**What to work on**: In your copy of the data, omit the pictures and keep all else exactly as given.

----------

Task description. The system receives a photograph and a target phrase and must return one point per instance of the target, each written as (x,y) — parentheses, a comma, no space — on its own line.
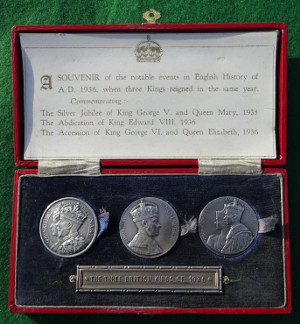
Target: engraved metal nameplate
(149,279)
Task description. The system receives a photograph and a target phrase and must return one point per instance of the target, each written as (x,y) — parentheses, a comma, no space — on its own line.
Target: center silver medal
(149,227)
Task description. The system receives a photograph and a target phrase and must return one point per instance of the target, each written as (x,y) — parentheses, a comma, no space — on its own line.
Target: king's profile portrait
(65,225)
(145,217)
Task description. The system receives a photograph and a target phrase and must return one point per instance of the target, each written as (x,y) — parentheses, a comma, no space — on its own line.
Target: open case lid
(150,92)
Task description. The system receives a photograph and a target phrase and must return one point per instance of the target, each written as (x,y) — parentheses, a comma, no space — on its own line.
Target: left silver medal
(68,227)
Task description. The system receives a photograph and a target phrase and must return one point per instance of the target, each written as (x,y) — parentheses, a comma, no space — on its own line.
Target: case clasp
(220,166)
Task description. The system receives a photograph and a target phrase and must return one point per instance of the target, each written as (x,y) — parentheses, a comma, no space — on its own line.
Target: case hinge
(70,167)
(219,166)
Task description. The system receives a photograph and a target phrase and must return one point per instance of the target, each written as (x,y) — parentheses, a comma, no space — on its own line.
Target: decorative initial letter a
(46,81)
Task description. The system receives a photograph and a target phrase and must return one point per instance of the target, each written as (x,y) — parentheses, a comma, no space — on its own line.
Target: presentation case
(179,123)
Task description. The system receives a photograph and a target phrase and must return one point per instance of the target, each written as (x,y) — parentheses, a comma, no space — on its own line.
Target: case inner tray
(42,279)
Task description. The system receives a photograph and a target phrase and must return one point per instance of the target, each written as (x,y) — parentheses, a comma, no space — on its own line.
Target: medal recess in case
(154,184)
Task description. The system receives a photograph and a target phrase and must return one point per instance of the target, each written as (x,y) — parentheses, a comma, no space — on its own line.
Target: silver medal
(68,227)
(149,227)
(228,226)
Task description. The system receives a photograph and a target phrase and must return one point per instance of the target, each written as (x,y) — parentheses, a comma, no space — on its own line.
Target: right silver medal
(228,226)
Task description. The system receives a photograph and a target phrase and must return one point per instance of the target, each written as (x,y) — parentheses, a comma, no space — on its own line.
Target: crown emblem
(148,51)
(73,213)
(144,210)
(234,209)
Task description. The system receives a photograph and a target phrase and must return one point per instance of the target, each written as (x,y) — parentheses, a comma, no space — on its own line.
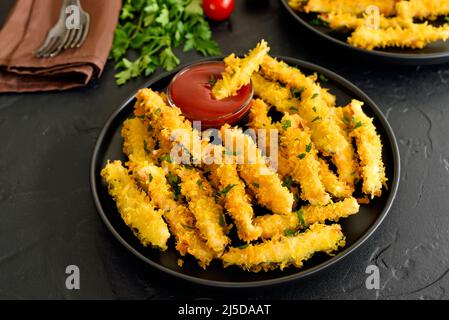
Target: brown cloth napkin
(25,30)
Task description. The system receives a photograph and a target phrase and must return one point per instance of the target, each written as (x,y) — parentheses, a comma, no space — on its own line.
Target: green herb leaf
(226,189)
(288,181)
(153,28)
(286,124)
(222,221)
(296,92)
(358,125)
(289,233)
(165,158)
(309,147)
(301,218)
(212,80)
(323,78)
(145,147)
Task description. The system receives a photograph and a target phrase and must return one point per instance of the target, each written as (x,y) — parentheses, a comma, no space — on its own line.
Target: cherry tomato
(218,10)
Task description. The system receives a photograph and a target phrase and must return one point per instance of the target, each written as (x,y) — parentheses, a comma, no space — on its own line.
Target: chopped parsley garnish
(286,124)
(165,158)
(289,233)
(226,189)
(296,92)
(212,80)
(309,147)
(145,147)
(323,78)
(288,181)
(301,218)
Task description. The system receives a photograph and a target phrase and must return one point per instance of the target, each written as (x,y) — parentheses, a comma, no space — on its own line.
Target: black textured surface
(48,219)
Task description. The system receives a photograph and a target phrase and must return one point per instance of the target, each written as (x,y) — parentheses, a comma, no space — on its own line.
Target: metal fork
(60,37)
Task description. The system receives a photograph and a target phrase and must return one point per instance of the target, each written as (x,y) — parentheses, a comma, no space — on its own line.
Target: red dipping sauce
(191,91)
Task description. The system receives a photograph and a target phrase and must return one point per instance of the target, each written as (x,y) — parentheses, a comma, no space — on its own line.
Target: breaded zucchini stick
(369,148)
(416,36)
(386,7)
(326,134)
(208,213)
(138,144)
(238,71)
(331,182)
(236,201)
(287,250)
(180,220)
(297,147)
(340,20)
(260,178)
(170,125)
(275,225)
(134,206)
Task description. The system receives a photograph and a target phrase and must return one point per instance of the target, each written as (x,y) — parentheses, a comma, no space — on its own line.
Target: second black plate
(357,228)
(434,53)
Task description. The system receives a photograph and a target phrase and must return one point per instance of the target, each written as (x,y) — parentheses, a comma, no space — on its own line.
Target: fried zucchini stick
(236,201)
(138,145)
(238,71)
(180,219)
(386,7)
(208,213)
(349,21)
(287,250)
(260,178)
(297,147)
(331,182)
(326,134)
(170,125)
(369,148)
(416,36)
(134,206)
(275,225)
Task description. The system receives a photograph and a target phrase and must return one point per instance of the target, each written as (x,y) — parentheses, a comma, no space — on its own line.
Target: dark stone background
(48,220)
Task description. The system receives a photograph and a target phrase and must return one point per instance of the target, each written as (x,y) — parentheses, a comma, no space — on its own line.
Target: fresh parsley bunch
(152,28)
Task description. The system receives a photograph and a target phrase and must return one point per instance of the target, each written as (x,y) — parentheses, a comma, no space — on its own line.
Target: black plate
(434,53)
(357,228)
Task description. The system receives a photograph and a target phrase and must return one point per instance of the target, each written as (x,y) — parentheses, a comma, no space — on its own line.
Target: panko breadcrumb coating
(369,148)
(180,220)
(238,71)
(236,201)
(416,36)
(275,225)
(208,213)
(261,179)
(297,147)
(134,206)
(286,251)
(326,134)
(386,7)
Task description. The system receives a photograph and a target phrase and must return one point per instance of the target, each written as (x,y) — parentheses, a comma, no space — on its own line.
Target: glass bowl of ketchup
(191,91)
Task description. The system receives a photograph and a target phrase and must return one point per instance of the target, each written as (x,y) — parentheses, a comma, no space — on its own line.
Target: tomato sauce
(191,91)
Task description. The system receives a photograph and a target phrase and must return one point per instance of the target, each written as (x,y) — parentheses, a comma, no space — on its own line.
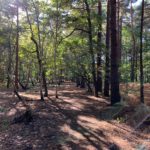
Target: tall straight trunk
(107,63)
(99,48)
(115,92)
(44,83)
(119,32)
(132,76)
(17,49)
(37,53)
(9,70)
(141,56)
(90,34)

----------

**Answer section**:
Task description. The system receives a photograph and a target phrase and must return one point per instance of the target, each written as (x,y) — parentheses, a comma, no space — on its own line.
Target: engraved metal nameplate
(149,279)
Task description. The system receives a photograph and a target phrase and must return one point per instance of the target, each written as (x,y) — parentheses, a comma, no space — on its own line.
Target: center silver medal
(149,227)
Task description. The system receives a photograph and a target phrase and must return one point per instance of the target, each written as (x,y) — parentheses, a comma, no space — on its own line.
Target: king's profile portrait
(65,225)
(145,217)
Task description. The system receives a photograph and a target phrase and must return one point per instance of the target, each written as (x,y) — parentheses, a comma, no space — on its own line.
Target: open case lid
(150,92)
Task description. The system receives a photograph and a target phrase and must return one point per instance of the target, each written as (x,y) — parentheses, a comma, no space — on its own line.
Target: left silver medal
(68,227)
Task description. The system receives a photograph and a target phrase and must return one point per instance of the target, each written as (x,y) — parentheses, a comma, no space — on its own line.
Target: case clasp
(220,166)
Task description. The system receives a photograph and a target phrase and must return one point per instance of the target, each written as (x,y) — parentheses, a comma, no space — on its own line.
Target: case hinge
(70,167)
(219,166)
Task description. The system receives a photograph and a target phrase and must return one point per instance of the target, each written as (x,y) — parentheses, a comma, no space — on its own line.
Target: decorative initial letter a
(46,81)
Task description. The system receives a photograph and a target phrase and must return one point per instance of the target, each written as (x,y) — parentheses, a comma, no space — on its own line.
Target: presentation case
(179,123)
Task description. The system receives a photograph and a target phrase and must return one point per instance of the target, each written as (x,y) — parentheses, a comma, no space — on its own line.
Target: case inner tray
(42,279)
Task description. The system receives a photograph and a target phrase and must return one point per instance of the target, each written as (x,y) — parentheses, a comma, no space — on its own line.
Target: medal recess in case
(154,184)
Task description. The system receives a photograph and a target phrase and must return one point per instance of the target, each written as (x,y) — parentheses, a comma, no space — on its own line.
Target: silver medal
(68,227)
(149,227)
(228,226)
Task description. The system receives a photograph and a target phrase and must return one point per instance of the target, each written as (x,y) — parentheses, a comma, no space — on its own line.
Target: right silver medal
(228,226)
Task description. The system receives a photograph and a target phrase and must return one point per instance of the target, each written as (x,y) — parentheses, a comma, no space — on its own line.
Target: crown emblem
(148,51)
(73,213)
(144,210)
(234,209)
Task description. The system receives a photograph and a target phrase and must return one point per instance of the target, each written as (x,y) — parentheses, a comma, no space — on its own line.
Target: brown cloth napkin
(25,30)
Task description. The system receives a photograph and a target phrase and must return one point per instance of the target, each written as (x,y) — parentheses, a comma, no space — on its own line.
Target: green herb leaf
(226,189)
(288,181)
(153,28)
(286,124)
(222,221)
(296,92)
(358,125)
(289,233)
(165,158)
(309,147)
(301,218)
(212,80)
(323,78)
(145,147)
Task description. The system receives a photograph and a target phrase and must return one point per instance of the target, each written as (x,y) — parentheses, a comma, no space — on its own line.
Target: cherry tomato
(218,10)
Task description. The system receives a photograph and a target phrase and must return one point per instance of the target, each written as (x,y) — parentheses, a comma, no space — on its own line.
Target: chopped parsley garnish
(286,124)
(165,158)
(289,233)
(226,189)
(296,92)
(212,80)
(309,147)
(145,147)
(323,78)
(288,181)
(301,218)
Task description. The system receives a photograph and a target phrase and must return one point per instance of the target, each written as (x,y) — parentheses, a comma, no space — on its own line.
Target: black textured surface
(48,219)
Task description. The system receives a photograph and a target phrase and must return one point per instance of the target, each written as (x,y) — parentheses, a comma, no space — on its own line.
Target: metal fork
(60,37)
Task description. The system receives a photograph and a target phrase and must return one point per instance of the target, each written as (x,y) — parentheses, a comma, no space — on its own line.
Target: red dipping sauce
(191,91)
Task description. The system receives a photograph and a target phrase and must return one point per instance of the target, each written as (x,y) — parentheses, a comma, no space — on its own line.
Target: breaded zucchini stick
(369,148)
(416,36)
(386,7)
(326,134)
(208,213)
(138,144)
(238,71)
(331,182)
(236,201)
(287,250)
(180,220)
(297,147)
(340,20)
(260,178)
(170,125)
(275,225)
(134,206)
Task description. The system receives a photograph and a target phrase and must return one point per instance of the target, each written as (x,y) — parentheses, a comma, no space — on its own line.
Target: second black plate
(357,228)
(434,53)
Task description. The system receives a photograph and a target phrase and must return one point per instance of the target, each written as (x,y) — parentheses, a comma, no space — on its own line.
Target: fried zucchini stick
(236,201)
(138,145)
(238,71)
(180,219)
(386,7)
(208,213)
(349,21)
(287,250)
(260,178)
(297,147)
(331,182)
(326,134)
(170,125)
(369,148)
(416,36)
(134,206)
(275,225)
Task description. The system receives a photograph and a target phrase and must return one point per instance of the target, each written as (x,y) — parentheses, a comma, no space — on its own line.
Target: dark stone background
(48,220)
Task description. The system receives a photograph and a target phrase and must return one point per instance of the target, each written as (x,y) — parentheses, a comma, no space — on its own line.
Target: fresh parsley bunch
(152,28)
Task description. The system receives a photograph and a target phrase and must return one point per instance of the target, each written as (x,y) — parentheses, a comma, no space — on its own line.
Target: black plate
(434,53)
(357,228)
Task description. The system receives a photograph and a target phrase and must return one point per instance of the target, each written as (x,y) — parentheses, a comma, no space — on its own line.
Target: panko breadcrumb coating
(369,148)
(180,220)
(238,71)
(236,201)
(416,36)
(275,225)
(208,213)
(261,179)
(297,147)
(134,206)
(286,251)
(326,134)
(386,7)
Task description. The system receives a photograph and a target phrase and must return one point per instance of the target, each written as (x,y) — parentheses, a comma, no space — on its own line.
Target: glass bowl of ketchup
(191,91)
Task description. The system receives a photograph and a target phrase and must return one point per instance of the target, each written as (x,y) — parentheses, a comma, no space — on its own line.
Target: tomato sauce
(191,91)
Task description. The system receives a photograph and a target phrase and must return one point per instance of the target, each written as (x,y) — parentheses, a comma, no space — on its own line.
Target: tall straight trunk
(107,63)
(99,48)
(115,92)
(44,83)
(119,32)
(132,76)
(17,49)
(37,53)
(9,70)
(141,56)
(90,34)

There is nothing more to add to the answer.